▼

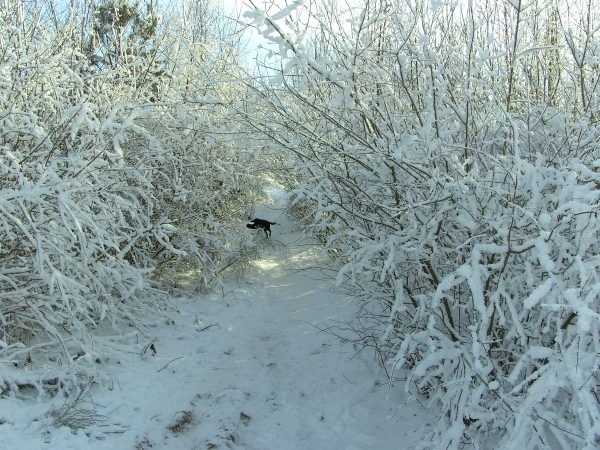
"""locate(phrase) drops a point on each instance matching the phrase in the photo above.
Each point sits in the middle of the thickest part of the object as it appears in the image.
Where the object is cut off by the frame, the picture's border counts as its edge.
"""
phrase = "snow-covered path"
(243, 368)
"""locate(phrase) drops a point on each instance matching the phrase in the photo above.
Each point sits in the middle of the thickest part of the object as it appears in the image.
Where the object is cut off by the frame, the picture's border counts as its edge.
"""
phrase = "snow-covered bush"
(108, 178)
(450, 165)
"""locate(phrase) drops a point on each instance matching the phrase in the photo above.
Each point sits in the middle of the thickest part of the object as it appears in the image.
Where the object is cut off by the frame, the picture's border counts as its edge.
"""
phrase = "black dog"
(261, 223)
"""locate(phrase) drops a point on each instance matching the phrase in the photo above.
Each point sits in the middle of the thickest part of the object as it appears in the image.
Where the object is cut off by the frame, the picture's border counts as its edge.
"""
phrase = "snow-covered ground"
(243, 368)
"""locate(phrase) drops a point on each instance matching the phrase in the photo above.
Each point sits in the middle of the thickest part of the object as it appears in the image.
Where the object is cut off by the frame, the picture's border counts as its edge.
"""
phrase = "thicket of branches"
(447, 155)
(117, 167)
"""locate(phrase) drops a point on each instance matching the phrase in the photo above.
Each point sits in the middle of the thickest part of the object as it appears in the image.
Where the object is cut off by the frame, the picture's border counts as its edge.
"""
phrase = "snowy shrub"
(100, 190)
(450, 166)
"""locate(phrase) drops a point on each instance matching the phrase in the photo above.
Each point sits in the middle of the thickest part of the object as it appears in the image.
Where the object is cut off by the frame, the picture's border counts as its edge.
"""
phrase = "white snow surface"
(248, 367)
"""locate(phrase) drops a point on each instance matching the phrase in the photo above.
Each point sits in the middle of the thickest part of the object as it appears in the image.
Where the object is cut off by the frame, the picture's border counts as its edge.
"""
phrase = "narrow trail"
(249, 368)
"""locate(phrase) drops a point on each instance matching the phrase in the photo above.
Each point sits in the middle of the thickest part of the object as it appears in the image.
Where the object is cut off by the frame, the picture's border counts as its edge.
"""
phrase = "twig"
(165, 366)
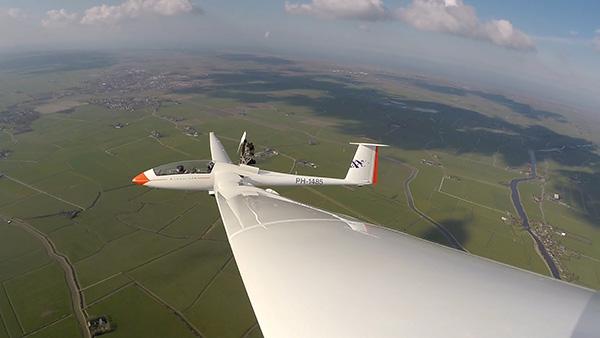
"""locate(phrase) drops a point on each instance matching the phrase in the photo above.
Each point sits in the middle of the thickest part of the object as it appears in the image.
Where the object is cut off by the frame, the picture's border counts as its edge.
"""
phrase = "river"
(516, 199)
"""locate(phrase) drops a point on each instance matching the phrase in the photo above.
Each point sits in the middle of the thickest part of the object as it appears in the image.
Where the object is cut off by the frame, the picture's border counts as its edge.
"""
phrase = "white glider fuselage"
(200, 175)
(312, 273)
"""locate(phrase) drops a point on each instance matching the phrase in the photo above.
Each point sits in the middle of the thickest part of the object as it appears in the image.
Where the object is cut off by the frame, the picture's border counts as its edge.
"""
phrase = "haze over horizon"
(546, 50)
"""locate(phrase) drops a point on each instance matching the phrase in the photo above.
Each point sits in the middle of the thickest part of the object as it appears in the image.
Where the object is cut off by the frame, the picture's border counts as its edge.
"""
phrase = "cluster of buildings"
(137, 79)
(129, 104)
(550, 238)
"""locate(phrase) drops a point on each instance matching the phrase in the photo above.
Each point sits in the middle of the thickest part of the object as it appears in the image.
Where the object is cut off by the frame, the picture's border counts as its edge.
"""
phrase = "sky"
(539, 47)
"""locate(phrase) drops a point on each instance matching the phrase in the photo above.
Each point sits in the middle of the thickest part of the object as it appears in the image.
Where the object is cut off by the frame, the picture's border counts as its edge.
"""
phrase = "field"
(157, 263)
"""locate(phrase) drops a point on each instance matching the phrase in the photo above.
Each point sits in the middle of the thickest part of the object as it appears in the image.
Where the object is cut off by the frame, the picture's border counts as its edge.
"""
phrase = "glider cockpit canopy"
(184, 167)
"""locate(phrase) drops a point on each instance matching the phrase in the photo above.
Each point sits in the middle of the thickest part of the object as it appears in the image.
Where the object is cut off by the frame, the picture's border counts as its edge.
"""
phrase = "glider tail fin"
(363, 168)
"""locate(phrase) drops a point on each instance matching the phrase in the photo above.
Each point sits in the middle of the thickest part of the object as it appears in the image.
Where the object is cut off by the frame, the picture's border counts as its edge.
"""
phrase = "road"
(411, 204)
(43, 192)
(516, 199)
(77, 300)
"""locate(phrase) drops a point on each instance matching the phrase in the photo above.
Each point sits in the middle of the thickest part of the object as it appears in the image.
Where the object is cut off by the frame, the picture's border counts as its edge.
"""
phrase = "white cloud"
(596, 40)
(367, 10)
(454, 17)
(131, 9)
(12, 13)
(59, 17)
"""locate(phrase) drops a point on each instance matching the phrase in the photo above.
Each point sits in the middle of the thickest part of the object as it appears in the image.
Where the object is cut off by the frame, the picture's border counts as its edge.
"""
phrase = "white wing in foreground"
(309, 273)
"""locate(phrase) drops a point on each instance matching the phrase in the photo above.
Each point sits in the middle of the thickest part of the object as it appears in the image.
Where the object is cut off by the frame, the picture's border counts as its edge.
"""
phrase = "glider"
(313, 273)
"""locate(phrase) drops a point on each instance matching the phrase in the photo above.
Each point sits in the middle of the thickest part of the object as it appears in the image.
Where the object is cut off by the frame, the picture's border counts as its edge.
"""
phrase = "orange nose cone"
(140, 179)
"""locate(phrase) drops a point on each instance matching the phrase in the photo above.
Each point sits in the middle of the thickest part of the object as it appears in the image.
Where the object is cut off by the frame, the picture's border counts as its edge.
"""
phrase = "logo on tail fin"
(357, 163)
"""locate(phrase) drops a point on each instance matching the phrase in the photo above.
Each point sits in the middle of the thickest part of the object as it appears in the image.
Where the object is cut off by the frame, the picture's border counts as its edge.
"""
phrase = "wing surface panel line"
(265, 225)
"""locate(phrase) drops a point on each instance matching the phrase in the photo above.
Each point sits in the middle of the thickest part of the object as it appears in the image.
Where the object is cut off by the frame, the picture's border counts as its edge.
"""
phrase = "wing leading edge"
(310, 273)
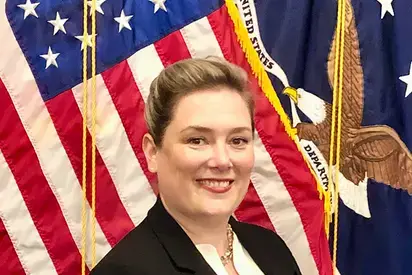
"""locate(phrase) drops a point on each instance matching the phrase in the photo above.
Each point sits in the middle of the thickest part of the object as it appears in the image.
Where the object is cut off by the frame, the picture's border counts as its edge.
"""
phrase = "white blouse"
(244, 264)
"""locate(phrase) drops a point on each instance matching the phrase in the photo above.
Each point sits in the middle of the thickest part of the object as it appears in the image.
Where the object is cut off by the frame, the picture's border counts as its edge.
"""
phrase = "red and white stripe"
(41, 159)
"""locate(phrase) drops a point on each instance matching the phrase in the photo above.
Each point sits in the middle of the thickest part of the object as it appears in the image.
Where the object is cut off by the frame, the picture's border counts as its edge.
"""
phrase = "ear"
(150, 152)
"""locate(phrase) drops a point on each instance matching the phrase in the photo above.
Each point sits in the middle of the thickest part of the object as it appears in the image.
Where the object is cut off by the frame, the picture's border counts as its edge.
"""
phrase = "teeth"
(215, 183)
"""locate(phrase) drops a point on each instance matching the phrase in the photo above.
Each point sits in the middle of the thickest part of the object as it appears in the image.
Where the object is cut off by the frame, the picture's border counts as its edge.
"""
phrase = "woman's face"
(206, 158)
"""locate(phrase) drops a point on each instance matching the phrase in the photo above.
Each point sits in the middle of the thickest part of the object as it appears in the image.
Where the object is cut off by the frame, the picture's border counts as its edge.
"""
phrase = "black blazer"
(159, 246)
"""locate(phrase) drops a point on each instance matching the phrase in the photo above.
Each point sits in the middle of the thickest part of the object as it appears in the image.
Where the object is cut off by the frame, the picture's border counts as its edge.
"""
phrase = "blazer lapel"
(175, 241)
(255, 246)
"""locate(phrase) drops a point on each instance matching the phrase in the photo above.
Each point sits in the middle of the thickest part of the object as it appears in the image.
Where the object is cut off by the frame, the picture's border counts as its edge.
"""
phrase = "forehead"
(215, 107)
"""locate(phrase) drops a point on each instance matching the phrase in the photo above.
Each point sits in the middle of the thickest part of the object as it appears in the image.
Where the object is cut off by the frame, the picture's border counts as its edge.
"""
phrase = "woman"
(199, 115)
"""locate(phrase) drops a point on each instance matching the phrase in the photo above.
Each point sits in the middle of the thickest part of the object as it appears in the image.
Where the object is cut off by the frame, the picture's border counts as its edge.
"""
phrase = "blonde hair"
(188, 76)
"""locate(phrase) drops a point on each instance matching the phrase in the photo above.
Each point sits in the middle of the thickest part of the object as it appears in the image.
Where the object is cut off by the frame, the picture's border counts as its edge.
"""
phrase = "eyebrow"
(208, 130)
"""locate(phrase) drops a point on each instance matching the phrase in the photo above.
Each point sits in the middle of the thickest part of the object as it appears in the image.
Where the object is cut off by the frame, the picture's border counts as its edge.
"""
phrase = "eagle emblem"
(376, 152)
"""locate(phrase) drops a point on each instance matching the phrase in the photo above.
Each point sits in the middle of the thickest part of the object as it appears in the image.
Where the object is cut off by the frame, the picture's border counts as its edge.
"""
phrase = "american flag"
(41, 131)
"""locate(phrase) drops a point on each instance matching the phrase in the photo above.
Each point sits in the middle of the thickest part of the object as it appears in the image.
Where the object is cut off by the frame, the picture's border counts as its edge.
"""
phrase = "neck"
(204, 230)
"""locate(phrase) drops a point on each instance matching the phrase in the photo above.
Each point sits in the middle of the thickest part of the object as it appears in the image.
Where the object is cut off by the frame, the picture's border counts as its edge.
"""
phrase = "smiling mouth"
(216, 185)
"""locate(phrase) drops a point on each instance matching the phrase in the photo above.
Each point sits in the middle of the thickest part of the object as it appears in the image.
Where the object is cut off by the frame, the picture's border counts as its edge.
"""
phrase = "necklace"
(227, 257)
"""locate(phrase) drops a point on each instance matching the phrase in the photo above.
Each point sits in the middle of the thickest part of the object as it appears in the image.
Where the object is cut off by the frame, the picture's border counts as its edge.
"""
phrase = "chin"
(218, 208)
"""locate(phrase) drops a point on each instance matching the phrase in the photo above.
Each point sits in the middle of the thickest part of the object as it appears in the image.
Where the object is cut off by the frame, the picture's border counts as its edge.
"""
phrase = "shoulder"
(261, 234)
(267, 247)
(139, 252)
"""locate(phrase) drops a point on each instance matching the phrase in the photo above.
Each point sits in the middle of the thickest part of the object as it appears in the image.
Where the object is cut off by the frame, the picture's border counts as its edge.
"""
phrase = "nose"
(220, 157)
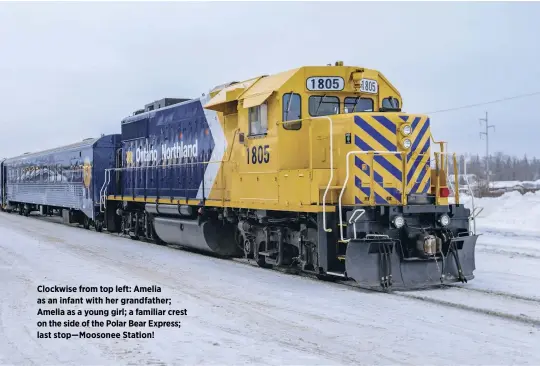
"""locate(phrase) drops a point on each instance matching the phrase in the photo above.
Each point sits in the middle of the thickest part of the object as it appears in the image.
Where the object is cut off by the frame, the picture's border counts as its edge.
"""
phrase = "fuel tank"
(211, 236)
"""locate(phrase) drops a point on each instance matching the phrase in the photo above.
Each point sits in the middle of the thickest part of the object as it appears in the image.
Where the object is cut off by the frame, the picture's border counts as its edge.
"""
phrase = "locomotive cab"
(335, 137)
(315, 168)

▲

* **STATED GOAL**
Return each line of the data above that contains the string "glider", copied in full.

* **TASK ANSWER**
phrase = "white glider fuselage"
phrase = "glider cockpit canopy"
phrase = "glider tail fin"
phrase = "glider"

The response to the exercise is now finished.